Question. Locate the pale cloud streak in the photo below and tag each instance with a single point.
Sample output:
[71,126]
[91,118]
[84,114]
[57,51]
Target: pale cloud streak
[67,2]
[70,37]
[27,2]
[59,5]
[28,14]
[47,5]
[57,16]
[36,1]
——————————
All of the data should be retyped exactly.

RESULT:
Question. Locate the pale cloud streak in the photo below and tag each instance with a single point.
Sample output:
[71,126]
[91,118]
[84,114]
[57,51]
Target: pale cloud streak
[67,2]
[70,37]
[27,2]
[59,5]
[28,14]
[47,5]
[57,16]
[36,1]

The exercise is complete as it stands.